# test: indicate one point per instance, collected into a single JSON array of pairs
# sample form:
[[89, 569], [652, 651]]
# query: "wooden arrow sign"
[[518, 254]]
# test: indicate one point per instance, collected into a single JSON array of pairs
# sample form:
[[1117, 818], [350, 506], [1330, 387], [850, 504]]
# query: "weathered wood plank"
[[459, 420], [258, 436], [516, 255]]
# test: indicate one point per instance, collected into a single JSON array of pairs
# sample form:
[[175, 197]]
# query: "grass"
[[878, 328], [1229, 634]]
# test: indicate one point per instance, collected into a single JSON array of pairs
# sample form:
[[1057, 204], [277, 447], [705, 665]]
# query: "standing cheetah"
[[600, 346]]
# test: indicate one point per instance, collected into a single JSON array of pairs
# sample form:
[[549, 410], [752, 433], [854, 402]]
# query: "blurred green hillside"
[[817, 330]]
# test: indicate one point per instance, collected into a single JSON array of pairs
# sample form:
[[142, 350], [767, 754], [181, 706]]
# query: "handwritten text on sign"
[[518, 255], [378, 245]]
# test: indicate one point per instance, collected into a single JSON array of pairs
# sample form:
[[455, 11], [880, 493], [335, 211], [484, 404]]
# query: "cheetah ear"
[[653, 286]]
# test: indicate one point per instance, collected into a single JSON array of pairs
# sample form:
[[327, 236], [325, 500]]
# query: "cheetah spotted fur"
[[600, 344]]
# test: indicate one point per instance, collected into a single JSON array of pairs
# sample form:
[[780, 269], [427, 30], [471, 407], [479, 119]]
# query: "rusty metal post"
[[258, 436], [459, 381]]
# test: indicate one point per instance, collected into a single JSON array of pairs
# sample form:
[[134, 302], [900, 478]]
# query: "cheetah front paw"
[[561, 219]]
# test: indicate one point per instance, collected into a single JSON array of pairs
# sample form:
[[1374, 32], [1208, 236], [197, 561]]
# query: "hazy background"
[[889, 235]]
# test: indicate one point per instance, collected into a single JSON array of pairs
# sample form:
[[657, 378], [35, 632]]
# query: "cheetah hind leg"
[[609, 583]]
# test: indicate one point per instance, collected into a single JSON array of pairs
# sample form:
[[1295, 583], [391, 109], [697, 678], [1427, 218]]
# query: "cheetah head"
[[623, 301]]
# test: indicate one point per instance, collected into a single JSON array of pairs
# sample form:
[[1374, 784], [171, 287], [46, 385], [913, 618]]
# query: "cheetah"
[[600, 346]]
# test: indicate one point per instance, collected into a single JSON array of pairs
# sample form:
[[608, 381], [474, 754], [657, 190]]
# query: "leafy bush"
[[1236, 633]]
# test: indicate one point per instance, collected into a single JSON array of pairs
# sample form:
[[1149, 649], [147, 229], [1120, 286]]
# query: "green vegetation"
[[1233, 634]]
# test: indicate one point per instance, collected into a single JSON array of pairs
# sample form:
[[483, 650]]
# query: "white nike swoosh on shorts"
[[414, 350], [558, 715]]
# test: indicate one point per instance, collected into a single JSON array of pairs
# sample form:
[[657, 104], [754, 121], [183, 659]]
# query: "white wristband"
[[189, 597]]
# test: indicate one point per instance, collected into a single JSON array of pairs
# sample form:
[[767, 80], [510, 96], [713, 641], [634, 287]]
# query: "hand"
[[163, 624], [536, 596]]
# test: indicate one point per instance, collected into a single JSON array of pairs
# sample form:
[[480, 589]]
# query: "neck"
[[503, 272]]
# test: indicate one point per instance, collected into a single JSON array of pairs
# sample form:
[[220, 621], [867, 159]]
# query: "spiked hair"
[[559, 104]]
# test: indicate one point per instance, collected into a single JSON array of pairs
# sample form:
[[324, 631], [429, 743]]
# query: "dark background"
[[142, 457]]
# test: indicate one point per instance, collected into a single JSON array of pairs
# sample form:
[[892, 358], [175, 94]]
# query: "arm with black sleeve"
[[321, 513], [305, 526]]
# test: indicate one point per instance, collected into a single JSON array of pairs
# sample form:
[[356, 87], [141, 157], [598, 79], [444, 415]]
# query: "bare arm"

-*-*-

*WORK INSTRUCTIONS*.
Repeat every line of the material exactly as given.

*ANSWER BELOW*.
# test: indicate one point per instance, collected into a single JSON array of pairs
# sample form:
[[89, 569], [652, 651]]
# query: "wooden arrow sign"
[[518, 254]]
# test: indicate one point per instance, collected into a single JSON array of pairs
# sample form:
[[1117, 818], [350, 506], [1330, 387], [850, 504]]
# query: "weathered wood plank"
[[459, 420], [258, 436], [516, 255]]
# test: indicate one point per instance, collected into a single JSON array of pairs
# sample form:
[[175, 197]]
# query: "grass"
[[878, 328], [1229, 634]]
# test: indicate one point per instance, collected into a single JSON array of pairs
# sample form:
[[1057, 204], [277, 447], [705, 665]]
# query: "standing cheetah"
[[600, 346]]
# test: indicate one point per instance, collected into a single JSON array of pairs
# sample form:
[[549, 410], [752, 433], [854, 402]]
# query: "blurred green hillside"
[[817, 330]]
# test: indicate one point per instance, collected into a single JSON array of pairs
# sample form:
[[142, 350], [767, 754], [181, 706]]
# query: "handwritten text on sign"
[[518, 255], [378, 245]]
# test: indicate one point per instance, collected into a single JSON array of pairs
# sample form:
[[455, 11], [880, 493], [335, 211], [484, 404]]
# query: "cheetah ear"
[[653, 286]]
# test: indicate one point per instance, collected into a single JSON array of pairs
# sample form:
[[327, 236], [325, 500]]
# query: "cheetah spotted fur"
[[600, 344]]
# test: indicate one point per instance, collected into a single JSON array of pairs
# sample form:
[[780, 269], [427, 30], [471, 407], [479, 119]]
# query: "rusty metal post"
[[258, 436], [459, 381]]
# test: indicate one point per instance, collected into a single JSON array of pairs
# sample form:
[[134, 302], [900, 478]]
# query: "cheetah front paw"
[[561, 219]]
# test: indicate one point per instance, collected into a single JSON array of pairs
# sample form:
[[1374, 32], [1208, 236], [197, 561]]
# query: "hazy background"
[[889, 235]]
# test: indicate one point per instance, collected into a single JSON array of pairs
# sample form:
[[657, 378], [35, 632]]
# query: "cheetah hind leg"
[[609, 583]]
# test: indicate one point per instance, collected into a single JSON array of pairs
# sample form:
[[1295, 583], [391, 109], [697, 678], [1427, 218]]
# query: "cheetah head"
[[623, 301]]
# test: indicate one point per instance, collected into a single JSON array of pairs
# sample form:
[[1374, 784], [171, 287], [46, 385], [913, 618]]
# query: "cheetah"
[[600, 346]]
# test: indicate one point per instance, collected into a single JSON array of pairs
# sample form:
[[608, 381], [474, 754], [657, 190]]
# query: "leafy bush"
[[1236, 633]]
# test: indicate one point per instance, collected into a single JSON array of pairs
# sample form:
[[1149, 649], [147, 229], [1120, 286]]
# query: "green vegetation"
[[1233, 634]]
# test: indicate one point per instance, collected into a single JSON array of pairs
# sample form:
[[483, 650]]
# query: "white nike swoosh on shorts"
[[414, 350], [558, 715]]
# test: indicate one point per instance, collected into a single JSON array of pairs
# sample form:
[[657, 104], [754, 121], [183, 659]]
# query: "white wristband"
[[189, 597]]
# test: indicate one point per instance, collected into a single JSON array of pairs
# sample form:
[[767, 80], [510, 96], [713, 641], [634, 287]]
# query: "hand"
[[163, 624], [536, 596]]
# test: indicate one point per instance, collected into a single JSON array of pairs
# sample form:
[[480, 589]]
# query: "neck"
[[503, 272]]
# test: indicate one point per instance, collected into a single JSON array of pairs
# sample form:
[[220, 621], [867, 159]]
# query: "spiked hair"
[[559, 104]]
# test: indicate one point per instance, collected into a single JSON array of pairs
# sample form:
[[324, 631], [429, 743]]
# query: "dark background"
[[142, 457]]
# test: indicate one point per instance, collected into a single JSON array of pairs
# sample form:
[[892, 358], [175, 94]]
# query: "arm with black sleeve"
[[321, 513], [305, 526]]
# test: indicate one point per instance, collected into a single JSON array of pairs
# sample form:
[[356, 87], [141, 157], [598, 79], [444, 415]]
# query: "bare arm"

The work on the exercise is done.